Everything, everywhere, all at once

Distinguished Professor-at-Large James Heckman is constantly on the go and he puts it down to one word: curiosity

30 April 2025

The night before his interview with CUHK in Focus, Professor James Heckman was up until 1:30 a.m., on a Zoom call with colleagues around the world. He was no less spirited the next morning when he woke to watch US President Donald Trump’s address to Congress. The professor says, “I’m excited. I like to learn things, even when I’m wrong”. This curiosity and thirst for knowledge has powered the Nobel laureate in Economic Sciences and CUHK’s Distinguished Professor-at-Large through his many decades of research and travel.

In late February, Professor Heckman gave a public lecture titled, “Building Life Relevant Skills: Theory and Evidence from China and the World” to a packed audience at CUHK. One of the major preoccupations of Professor Heckman’s recent research, which he shared with the audience, has been the effectiveness of high-quality interventions in child skill development. Evidence has repeatedly shown that “social and psychological skills that we previously dismissed play a very fundamental role in the modern economy”. Professor Heckman therefore believes it important to cultivate these skills in children as early as possible.

### Exercise brief
Return the part of the James Heckman profile above that runs from "The night before" up to and including "research and travel.", word for word.

### Information provided

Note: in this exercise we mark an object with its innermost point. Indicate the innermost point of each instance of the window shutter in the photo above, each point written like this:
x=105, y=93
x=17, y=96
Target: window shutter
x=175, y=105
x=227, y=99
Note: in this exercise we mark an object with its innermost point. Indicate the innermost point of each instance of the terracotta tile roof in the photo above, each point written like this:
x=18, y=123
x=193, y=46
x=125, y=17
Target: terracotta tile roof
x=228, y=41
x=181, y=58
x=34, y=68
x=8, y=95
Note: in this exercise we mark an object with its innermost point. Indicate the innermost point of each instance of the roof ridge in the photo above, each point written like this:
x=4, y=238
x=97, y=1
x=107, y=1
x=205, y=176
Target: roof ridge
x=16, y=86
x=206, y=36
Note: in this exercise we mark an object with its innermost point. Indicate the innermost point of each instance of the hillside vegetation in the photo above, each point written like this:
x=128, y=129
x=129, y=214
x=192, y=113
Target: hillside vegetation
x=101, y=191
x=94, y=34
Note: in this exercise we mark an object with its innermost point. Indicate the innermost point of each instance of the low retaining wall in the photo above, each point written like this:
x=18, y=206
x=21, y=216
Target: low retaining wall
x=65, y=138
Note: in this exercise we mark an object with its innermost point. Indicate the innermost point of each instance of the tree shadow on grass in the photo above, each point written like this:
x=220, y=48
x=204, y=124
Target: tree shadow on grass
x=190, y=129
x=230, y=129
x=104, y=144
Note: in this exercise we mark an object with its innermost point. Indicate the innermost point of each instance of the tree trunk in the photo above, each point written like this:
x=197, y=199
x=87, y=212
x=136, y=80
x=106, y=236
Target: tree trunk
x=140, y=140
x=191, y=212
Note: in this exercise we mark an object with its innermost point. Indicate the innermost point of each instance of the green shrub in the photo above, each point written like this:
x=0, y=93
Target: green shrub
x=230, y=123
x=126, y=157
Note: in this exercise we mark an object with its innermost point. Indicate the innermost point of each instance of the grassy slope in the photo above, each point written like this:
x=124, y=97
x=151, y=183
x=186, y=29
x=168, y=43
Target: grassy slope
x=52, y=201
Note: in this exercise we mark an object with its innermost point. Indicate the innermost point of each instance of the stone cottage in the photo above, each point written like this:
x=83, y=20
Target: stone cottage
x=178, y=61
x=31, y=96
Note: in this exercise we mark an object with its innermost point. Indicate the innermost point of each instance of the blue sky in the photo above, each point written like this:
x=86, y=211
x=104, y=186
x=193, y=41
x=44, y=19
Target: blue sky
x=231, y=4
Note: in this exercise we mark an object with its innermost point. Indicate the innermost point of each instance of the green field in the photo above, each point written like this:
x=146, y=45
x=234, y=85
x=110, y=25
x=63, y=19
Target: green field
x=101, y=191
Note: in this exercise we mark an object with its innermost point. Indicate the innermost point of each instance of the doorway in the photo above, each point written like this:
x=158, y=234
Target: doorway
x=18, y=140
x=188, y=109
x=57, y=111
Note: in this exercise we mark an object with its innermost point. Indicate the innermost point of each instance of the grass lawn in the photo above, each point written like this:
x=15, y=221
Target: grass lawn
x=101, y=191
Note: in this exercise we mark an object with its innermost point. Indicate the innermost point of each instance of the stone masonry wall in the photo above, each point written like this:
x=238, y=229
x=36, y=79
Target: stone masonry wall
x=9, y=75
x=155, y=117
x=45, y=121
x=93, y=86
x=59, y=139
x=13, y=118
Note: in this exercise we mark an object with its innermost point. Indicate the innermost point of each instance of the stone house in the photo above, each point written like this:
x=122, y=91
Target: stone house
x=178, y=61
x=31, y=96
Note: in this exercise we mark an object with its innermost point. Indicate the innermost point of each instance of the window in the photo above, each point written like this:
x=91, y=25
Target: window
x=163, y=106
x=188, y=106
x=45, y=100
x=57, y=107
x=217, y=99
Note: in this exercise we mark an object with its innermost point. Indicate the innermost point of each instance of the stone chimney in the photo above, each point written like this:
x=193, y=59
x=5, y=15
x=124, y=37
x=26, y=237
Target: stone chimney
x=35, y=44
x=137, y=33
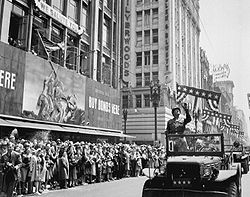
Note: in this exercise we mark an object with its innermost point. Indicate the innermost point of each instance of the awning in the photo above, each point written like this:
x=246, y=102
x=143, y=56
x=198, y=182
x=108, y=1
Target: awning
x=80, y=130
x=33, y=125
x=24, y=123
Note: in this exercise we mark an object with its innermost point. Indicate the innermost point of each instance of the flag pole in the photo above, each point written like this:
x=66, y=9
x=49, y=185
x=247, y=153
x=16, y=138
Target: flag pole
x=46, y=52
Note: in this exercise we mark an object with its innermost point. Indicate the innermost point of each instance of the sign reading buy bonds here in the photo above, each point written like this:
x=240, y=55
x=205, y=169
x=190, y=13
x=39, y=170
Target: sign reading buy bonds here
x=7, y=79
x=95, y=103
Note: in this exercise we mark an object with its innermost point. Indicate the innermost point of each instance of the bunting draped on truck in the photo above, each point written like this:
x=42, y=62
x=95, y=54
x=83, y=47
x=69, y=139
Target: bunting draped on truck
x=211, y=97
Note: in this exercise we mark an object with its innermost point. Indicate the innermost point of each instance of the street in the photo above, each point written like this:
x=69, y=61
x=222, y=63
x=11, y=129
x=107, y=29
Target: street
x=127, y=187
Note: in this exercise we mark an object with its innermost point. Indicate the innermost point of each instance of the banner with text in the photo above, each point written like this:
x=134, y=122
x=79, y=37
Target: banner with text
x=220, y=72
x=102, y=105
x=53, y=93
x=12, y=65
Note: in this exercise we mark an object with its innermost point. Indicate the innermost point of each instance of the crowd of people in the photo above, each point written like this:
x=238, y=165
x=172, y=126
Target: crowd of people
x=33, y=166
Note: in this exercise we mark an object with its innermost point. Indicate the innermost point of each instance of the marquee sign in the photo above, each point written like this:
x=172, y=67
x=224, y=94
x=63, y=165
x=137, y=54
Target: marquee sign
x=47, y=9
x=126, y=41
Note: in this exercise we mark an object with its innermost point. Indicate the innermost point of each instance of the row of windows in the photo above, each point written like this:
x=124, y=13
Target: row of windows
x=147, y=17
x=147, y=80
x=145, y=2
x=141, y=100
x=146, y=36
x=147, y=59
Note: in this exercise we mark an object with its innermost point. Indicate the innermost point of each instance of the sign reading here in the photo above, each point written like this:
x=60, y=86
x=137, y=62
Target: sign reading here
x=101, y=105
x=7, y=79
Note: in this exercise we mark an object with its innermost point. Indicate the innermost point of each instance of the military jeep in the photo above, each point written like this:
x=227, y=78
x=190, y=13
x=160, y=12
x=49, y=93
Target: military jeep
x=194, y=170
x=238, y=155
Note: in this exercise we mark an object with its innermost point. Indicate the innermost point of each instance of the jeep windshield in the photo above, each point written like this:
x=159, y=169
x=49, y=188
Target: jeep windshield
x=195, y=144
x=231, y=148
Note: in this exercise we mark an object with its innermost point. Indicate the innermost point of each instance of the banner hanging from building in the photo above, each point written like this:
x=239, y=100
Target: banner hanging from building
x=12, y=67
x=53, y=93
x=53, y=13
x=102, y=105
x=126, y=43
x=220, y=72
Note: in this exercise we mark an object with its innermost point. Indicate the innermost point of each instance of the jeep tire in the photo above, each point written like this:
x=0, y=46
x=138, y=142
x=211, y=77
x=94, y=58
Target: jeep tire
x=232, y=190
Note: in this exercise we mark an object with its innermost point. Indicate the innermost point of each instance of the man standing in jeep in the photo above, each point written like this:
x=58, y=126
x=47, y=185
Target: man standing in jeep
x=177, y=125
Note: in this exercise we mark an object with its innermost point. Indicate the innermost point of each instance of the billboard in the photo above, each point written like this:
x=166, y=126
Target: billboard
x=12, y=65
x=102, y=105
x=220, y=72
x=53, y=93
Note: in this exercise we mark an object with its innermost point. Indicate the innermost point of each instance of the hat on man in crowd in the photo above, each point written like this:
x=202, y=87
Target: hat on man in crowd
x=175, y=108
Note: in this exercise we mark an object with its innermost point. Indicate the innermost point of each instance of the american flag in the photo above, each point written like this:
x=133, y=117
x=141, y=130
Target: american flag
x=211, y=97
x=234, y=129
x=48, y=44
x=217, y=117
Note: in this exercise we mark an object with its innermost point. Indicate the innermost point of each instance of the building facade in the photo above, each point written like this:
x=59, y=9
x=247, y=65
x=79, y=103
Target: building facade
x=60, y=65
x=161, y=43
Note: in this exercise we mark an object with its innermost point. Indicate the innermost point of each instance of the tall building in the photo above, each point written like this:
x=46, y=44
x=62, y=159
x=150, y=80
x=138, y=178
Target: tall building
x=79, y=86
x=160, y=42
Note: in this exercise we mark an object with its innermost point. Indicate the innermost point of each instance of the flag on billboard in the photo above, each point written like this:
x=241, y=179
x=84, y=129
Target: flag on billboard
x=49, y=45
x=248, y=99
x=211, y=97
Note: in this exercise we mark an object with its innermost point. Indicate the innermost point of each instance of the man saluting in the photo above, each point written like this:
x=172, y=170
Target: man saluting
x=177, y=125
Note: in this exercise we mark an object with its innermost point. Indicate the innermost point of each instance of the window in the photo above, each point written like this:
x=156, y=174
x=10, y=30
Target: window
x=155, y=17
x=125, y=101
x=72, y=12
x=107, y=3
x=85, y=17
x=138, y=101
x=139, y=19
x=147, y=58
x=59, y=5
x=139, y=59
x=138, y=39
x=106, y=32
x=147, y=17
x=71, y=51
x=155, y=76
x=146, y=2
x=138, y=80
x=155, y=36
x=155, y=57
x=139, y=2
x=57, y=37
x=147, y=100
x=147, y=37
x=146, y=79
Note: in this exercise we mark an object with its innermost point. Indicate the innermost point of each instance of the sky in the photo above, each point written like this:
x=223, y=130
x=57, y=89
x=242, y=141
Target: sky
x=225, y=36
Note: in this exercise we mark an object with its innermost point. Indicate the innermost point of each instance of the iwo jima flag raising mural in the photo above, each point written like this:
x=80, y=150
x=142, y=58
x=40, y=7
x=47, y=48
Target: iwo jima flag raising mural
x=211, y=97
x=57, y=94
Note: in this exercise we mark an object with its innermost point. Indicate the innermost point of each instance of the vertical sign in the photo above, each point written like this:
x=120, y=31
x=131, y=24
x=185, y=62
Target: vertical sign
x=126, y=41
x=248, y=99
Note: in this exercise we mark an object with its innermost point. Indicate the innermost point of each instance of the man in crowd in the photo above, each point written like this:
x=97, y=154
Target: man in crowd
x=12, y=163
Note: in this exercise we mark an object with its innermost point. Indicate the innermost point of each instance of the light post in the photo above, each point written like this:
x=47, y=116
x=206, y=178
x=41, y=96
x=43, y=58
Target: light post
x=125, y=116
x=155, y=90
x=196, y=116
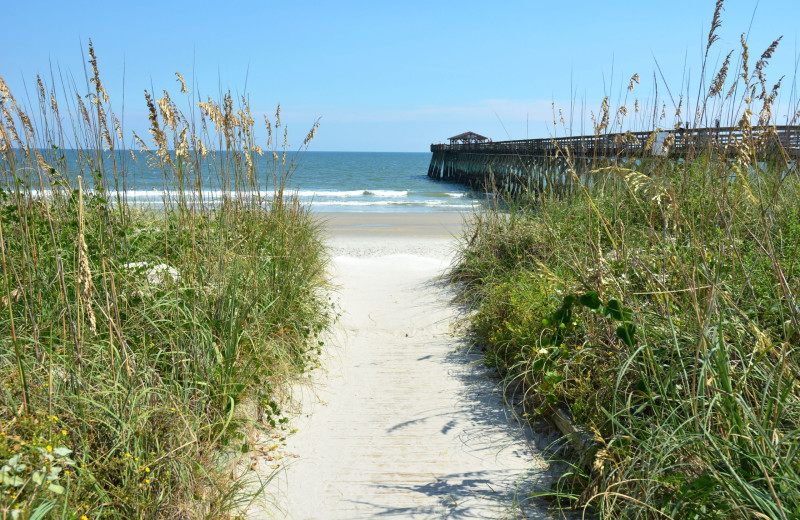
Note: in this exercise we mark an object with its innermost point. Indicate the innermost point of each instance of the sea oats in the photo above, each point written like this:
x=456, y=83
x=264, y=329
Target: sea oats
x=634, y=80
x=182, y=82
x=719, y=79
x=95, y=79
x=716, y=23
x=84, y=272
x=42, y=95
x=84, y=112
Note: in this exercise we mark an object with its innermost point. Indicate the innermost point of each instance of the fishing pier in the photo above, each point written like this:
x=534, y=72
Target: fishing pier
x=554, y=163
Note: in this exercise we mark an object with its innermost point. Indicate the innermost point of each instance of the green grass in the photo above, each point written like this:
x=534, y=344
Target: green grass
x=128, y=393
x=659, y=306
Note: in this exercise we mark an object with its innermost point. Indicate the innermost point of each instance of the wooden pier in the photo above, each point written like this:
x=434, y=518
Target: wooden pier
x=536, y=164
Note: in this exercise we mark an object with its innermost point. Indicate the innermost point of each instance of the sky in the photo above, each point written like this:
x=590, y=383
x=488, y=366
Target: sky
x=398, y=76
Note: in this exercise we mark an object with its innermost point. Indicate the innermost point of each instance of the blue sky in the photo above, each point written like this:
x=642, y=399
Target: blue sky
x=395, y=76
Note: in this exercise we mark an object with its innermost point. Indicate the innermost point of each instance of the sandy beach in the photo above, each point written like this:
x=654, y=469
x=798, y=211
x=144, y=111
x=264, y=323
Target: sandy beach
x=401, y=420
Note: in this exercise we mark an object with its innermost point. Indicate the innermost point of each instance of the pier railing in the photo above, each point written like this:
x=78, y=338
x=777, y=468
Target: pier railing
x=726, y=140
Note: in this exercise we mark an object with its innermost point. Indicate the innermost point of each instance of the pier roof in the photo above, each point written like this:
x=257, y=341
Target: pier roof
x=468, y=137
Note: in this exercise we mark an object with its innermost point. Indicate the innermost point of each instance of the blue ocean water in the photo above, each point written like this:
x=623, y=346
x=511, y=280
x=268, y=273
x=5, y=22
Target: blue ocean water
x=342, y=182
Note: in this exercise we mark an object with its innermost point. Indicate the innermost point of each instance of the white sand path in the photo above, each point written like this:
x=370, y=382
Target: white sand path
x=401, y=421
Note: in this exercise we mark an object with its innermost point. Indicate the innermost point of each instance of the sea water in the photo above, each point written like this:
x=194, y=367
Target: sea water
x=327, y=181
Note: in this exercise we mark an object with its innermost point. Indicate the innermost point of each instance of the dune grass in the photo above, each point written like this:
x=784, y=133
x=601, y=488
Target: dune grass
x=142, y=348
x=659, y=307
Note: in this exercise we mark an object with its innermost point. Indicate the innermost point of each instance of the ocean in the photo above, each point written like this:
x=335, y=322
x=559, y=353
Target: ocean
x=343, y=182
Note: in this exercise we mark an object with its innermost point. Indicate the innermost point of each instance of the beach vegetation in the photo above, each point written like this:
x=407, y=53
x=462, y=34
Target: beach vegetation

### Result below
The night before his interview with CUHK in Focus, Professor James Heckman was up until 1:30 a.m., on a Zoom call with colleagues around the world. He was no less spirited the next morning when he woke to watch US President Donald Trump’s address to Congress. The professor says, “I’m excited. I like to learn things, even when I’m wrong”. This curiosity and thirst for knowledge has powered the Nobel laureate in Economic Sciences and CUHK’s Distinguished Professor-at-Large through his many decades of research and travel.